Текст:
КРЕСТЬЯНЕ И РАБОЧИЕ
КРЕСТЬЯНЕ И РАБОЧИЕ
Особенно тяжело было толковать с крестьянами на тему, как должны устраиваться сельские комитеты общественной безопасности и чем они должны руководствоваться в своих действиях. Крестьян приезжало из разных сёл много. Многие из них были людьми толковыми, но они никак не могли понять, что до созыва Учредительного Собрания всё должно остаться по-старому.
— А земля-то как же? — в большинстве своём спрашивали они.
— Я же вам говорю, что все законы, кроме основных, остались в силе, их изменить может только одно Учредительное Собрание. Постановит оно отдать землю вам — отдадут, постановит не отдавать, а оставить за казной — не отдадут. Я лично думаю, что вся земля будет национализирована и каждый гражданин будет иметь право пользоваться ею на правах аренды на более или менее продолжительный срок. А пока руководствуйтесь заповедями Господними, и главными из них: не укради и не убий.
— Всё это так… — сказал один из крестьян. — А вот пока мы будем дожидаться Учредительного Собрания да решения им земельного вопроса, Василий Петрович Злоказов всю свою рощу вырубит. Как быть?
— Очень просто. Ведь Василий Петрович сам с топором в лес не ходит, небось вы же к нему и нанимаетесь на лесные работы. Вот и примите постановление, чтобы никто не смел его лес рубить — ни для него, ни для себя.
Я пытался вести разъяснительные беседы с крестьянами дальше:
— Царь отрёкся от престола, министры арестованы. Но Бог-то разве арестован? Он остался свободным Вершителем судеб мира. Его наставлениями и заповедями и нужно руководствоваться в этот страшный момент.
На это один из выборных ответствовал:
— Эх, гражданин председатель, не могу согласиться с вами. Вы говорите, что Бог остался на свободе. Нет, Он был раньше арестован, а вот теперь Он сделался свободным. Вот ныне к свободному Богу мы и прислушаемся. Пусть укажет, как жить нам, свободным гражданам… А исполнять то, что Он, сидя в тюрьме, через своих адвокатов нам диктовал, пожалуй, и не стоит.
— Прекрасно сказано, — ответил я. — Будьте, гражданин, так любезны вызвать меня, когда с вами Бог беседовать будет. Я боюсь, как бы вы роль адвоката на себя не приняли. Человек я практичный и буду слушаться старых, мне известных Божьих адвокатов. Поэтому буду управлять данными мне хотя бы и через адвокатов законами Божьими.
Самому мне не удалось в первые дни революции побывать в деревнях, но, судя по сообщениям из сельских комитетов, в деревне в первые дни было вполне спокойно, царило радостное и сугубо вежливое настроение. Это замечалось и в городе среди горожан, и среди приезжающих на базары крестьян. Если, бывало, вас кто-либо толкнёт, то сейчас же и извинится. Матерного слова в первые дни революции я не слыхал. Деревня стала волноваться месяцами двумя позднее, когда в неё влился поток дезертиров.

Исходный материал:

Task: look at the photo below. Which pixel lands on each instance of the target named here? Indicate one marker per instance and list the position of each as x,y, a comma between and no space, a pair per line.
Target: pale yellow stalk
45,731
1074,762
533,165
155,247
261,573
...
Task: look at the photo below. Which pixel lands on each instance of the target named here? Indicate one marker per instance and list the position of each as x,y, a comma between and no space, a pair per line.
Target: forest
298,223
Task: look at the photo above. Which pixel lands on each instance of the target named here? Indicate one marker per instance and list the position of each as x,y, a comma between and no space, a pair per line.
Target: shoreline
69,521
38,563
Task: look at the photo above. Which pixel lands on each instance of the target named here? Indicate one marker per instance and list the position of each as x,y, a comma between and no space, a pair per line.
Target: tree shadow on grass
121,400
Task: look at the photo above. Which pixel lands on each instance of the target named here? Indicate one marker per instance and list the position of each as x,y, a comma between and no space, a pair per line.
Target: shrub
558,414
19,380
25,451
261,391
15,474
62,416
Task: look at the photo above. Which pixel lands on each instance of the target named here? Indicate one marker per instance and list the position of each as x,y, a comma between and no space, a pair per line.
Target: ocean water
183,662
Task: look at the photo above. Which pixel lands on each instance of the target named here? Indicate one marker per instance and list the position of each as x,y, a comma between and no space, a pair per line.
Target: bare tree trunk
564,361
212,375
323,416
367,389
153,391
* * *
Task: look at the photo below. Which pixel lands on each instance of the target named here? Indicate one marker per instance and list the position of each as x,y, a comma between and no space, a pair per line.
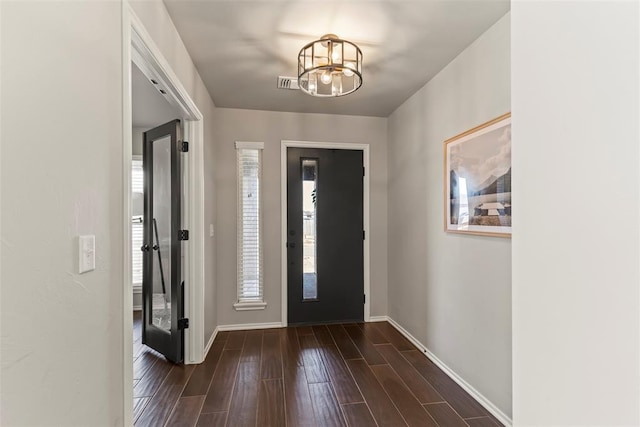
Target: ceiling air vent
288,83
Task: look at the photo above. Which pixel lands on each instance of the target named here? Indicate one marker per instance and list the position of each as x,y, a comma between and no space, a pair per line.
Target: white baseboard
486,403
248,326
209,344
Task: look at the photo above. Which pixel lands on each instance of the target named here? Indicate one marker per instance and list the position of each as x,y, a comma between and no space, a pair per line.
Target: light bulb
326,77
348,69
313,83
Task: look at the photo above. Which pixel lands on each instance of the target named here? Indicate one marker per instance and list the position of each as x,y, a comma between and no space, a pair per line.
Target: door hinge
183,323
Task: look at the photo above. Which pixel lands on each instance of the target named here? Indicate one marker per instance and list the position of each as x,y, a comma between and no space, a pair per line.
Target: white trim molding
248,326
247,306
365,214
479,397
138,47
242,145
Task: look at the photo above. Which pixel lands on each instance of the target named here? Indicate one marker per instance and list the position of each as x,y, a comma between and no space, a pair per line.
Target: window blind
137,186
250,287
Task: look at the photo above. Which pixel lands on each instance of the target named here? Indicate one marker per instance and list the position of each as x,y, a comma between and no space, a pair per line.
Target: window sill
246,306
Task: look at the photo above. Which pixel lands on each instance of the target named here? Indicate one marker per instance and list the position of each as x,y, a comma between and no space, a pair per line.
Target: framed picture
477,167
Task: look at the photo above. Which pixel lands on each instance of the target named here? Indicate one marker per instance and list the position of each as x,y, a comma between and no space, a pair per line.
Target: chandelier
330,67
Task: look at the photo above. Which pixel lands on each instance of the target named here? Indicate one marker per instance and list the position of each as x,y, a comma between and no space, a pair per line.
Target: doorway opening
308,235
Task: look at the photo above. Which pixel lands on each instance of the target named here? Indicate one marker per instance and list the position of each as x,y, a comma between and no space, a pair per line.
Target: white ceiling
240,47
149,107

Задание 1: Чью рощу, по словам одного из крестьян в тексте «Крестьяне и рабочие», могут вырубить, пока все ждут решения Учредительного Собрания?
Задание 2: Повторите дословно фрагмент текста «Крестьяне и рабочие» между словами «Я пытался вести» и «этот страшный момент.» включительно.
Материал здесь не используется.

Ответ 1: Рощу Василия Петровича Злоказова.

Ответ 2:
Я пытался вести разъяснительные беседы с крестьянами дальше:
— Царь отрёкся от престола, министры арестованы. Но Бог-то разве арестован? Он остался свободным Вершителем судеб мира. Его наставлениями и заповедями и нужно руководствоваться в этот страшный момент.